### About this exercise
Only the lines from the one containing "Target: soldier rappelling on rope" through the one containing "[ ] one point per instance of the white cloud" should be printed, exactly as they appear below, with both ends included.

##### Data shown #####

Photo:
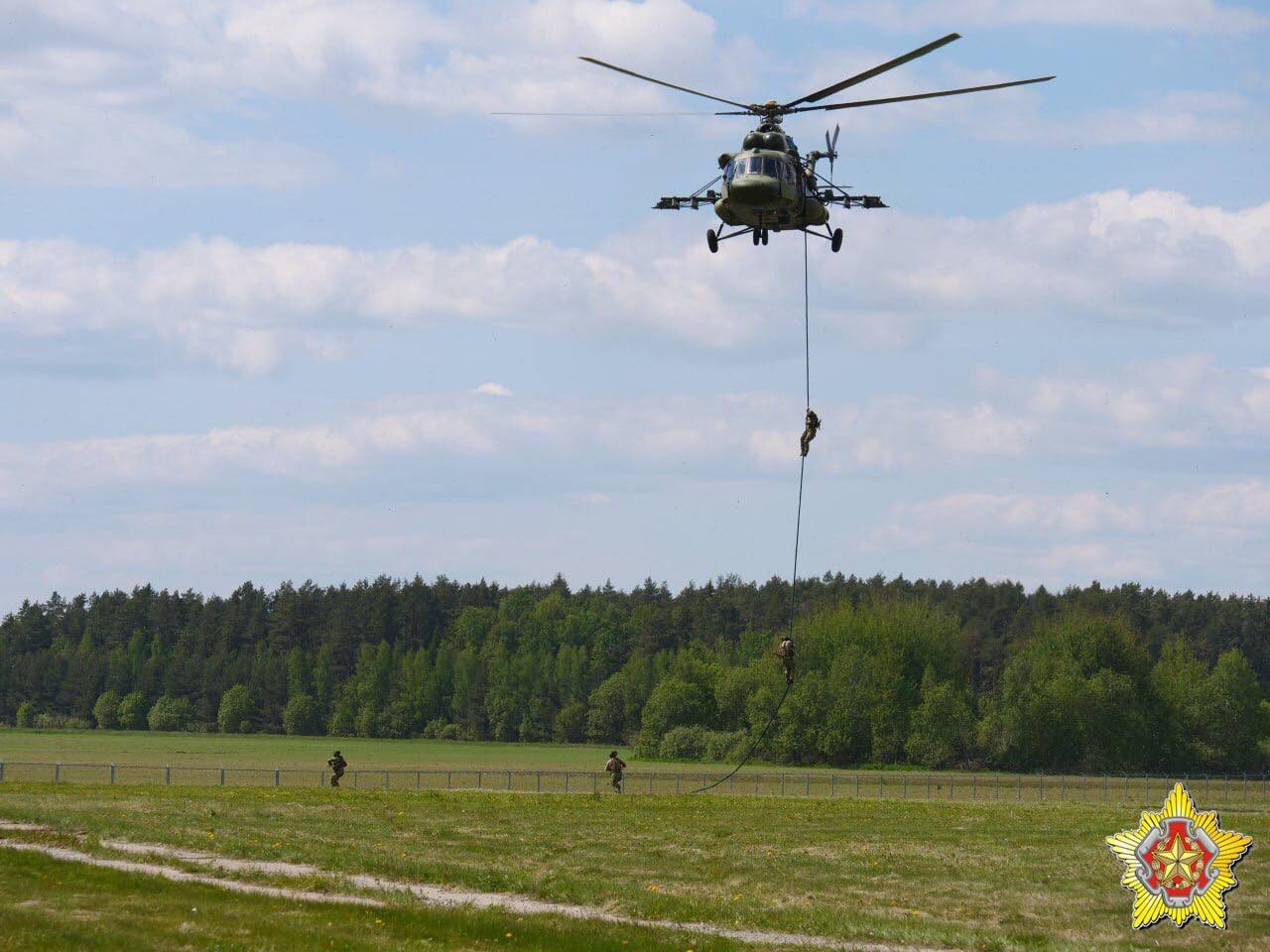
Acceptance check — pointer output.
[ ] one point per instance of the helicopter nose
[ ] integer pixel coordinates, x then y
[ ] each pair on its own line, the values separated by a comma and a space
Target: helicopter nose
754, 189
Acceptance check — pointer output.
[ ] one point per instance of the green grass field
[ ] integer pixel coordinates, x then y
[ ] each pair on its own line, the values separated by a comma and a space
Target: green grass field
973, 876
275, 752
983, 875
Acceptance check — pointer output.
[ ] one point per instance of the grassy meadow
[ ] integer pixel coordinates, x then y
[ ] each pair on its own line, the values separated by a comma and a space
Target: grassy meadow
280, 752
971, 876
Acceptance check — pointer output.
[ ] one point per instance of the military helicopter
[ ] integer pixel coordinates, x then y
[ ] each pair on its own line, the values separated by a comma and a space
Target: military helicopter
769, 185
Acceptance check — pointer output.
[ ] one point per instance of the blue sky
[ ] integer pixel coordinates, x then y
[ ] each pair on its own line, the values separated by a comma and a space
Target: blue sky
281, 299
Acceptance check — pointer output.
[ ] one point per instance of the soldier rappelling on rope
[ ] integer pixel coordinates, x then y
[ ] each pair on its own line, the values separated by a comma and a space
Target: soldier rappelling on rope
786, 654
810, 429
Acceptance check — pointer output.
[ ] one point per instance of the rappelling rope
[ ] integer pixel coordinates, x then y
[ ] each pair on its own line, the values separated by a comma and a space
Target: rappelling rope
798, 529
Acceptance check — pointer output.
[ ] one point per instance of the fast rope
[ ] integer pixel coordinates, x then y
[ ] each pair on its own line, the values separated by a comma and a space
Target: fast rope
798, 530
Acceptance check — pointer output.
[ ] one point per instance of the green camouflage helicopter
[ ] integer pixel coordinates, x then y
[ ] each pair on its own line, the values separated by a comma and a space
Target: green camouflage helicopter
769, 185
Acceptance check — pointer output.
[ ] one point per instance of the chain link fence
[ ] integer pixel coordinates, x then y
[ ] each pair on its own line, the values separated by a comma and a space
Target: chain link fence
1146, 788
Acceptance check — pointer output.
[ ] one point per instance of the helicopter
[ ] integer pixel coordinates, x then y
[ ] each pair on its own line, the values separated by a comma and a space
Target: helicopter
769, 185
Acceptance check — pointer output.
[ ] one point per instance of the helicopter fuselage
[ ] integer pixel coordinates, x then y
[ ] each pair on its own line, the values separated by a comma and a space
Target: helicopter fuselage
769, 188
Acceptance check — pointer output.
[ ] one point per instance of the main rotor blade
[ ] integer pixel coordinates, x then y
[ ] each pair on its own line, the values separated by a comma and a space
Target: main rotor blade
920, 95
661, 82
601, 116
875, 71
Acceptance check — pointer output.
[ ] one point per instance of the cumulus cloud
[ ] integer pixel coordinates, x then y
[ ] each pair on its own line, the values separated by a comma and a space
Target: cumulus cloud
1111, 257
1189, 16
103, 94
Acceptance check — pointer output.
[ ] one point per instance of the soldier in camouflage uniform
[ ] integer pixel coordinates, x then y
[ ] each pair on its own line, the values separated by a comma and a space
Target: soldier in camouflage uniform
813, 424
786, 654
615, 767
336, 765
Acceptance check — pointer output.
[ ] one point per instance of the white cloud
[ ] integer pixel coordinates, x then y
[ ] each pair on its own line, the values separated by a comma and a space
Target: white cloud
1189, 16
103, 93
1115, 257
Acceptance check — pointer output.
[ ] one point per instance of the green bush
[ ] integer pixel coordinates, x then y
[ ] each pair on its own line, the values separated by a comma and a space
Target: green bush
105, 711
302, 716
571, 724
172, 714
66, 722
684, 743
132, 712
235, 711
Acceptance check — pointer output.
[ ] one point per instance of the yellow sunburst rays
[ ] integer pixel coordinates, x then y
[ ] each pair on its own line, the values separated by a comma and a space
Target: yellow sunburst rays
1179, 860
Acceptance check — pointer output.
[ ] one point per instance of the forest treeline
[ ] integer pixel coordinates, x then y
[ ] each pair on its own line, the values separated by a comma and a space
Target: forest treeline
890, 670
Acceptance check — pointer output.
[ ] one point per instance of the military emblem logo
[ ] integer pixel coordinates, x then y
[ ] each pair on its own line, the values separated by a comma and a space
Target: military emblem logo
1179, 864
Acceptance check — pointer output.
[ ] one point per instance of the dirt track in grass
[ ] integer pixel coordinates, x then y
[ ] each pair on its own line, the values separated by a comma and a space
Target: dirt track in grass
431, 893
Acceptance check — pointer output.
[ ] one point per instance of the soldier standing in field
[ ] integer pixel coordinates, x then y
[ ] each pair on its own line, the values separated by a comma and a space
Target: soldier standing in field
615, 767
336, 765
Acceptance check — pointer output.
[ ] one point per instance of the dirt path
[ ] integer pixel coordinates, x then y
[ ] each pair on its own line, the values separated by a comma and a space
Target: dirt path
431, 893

#####

### Written answer
Target: soldier rappelling on rope
786, 654
810, 429
Acceptance check — pointer output.
[ ] one point per instance of the rappelling rope
[ ] integer pixel coordinates, x then y
[ ] each pair on its own line, the values separated by a comma and a space
Target: rappelling rope
798, 529
Acceptance check — pointer output.
[ ] one point per instance of the fast rope
[ ] integer pixel coordinates, x then y
[ ] each pair on its own line, the values separated by a comma and a space
Target: fast rope
798, 530
Acceptance check — pointer output.
[ ] one point per instance of the green camouflage helicopter
[ ] integer pixel coordinates, x then y
[ ] each pair on its own line, the values separated by a comma and a space
Target: green camouflage helicopter
769, 185
Acceptance check — pointer output.
[ ] one point per instance of the chain link fence
[ ] integer pixel coordinates, x then y
[ ] each pair on its own line, the values separated by a comma and a space
Target: chain link fence
1146, 788
Acceptance check — pointer output.
[ ] one point per instance of the helicopter
[ ] integer pixel coordinates, x then y
[ ] each pair on its own line, the values separated by a comma and a space
Target: helicopter
769, 185
Acceptance check — pointer output.
[ ] one point per instance of the helicopter fuselage
[ ] integer pixel coordinates, x then y
[ ] each pair on its own line, the values separated by a comma and a space
Target: helicopter fuselage
769, 188
Acceptance check — pointer output.
[ ] one point per instance of the main rotor blade
[ ] integer pixel coordinates, x then y
[ ] each pair on its own line, the values separated by a comma and a space
Target: main rotor blade
920, 95
661, 82
601, 116
875, 71
Acceptance check — pointer output.
[ ] one point per instance of the cumulus cloud
[ ] integer pixel coordinates, x then y
[ ] each pair on its own line, the values separated by a comma and a space
Target: cumulus cloud
1111, 257
1189, 16
103, 94
Acceptance check — pointer output.
[ ] one point per instance of the soldier in camouflage uniform
[ ] integer pixel coordinates, x then y
[ ] each pair on its own line, the values separated by a comma and a space
Target: soldier in camouflage uniform
813, 424
786, 654
615, 767
336, 765
Acceptance check — pointer output.
[ ] one point per instance of the white cloud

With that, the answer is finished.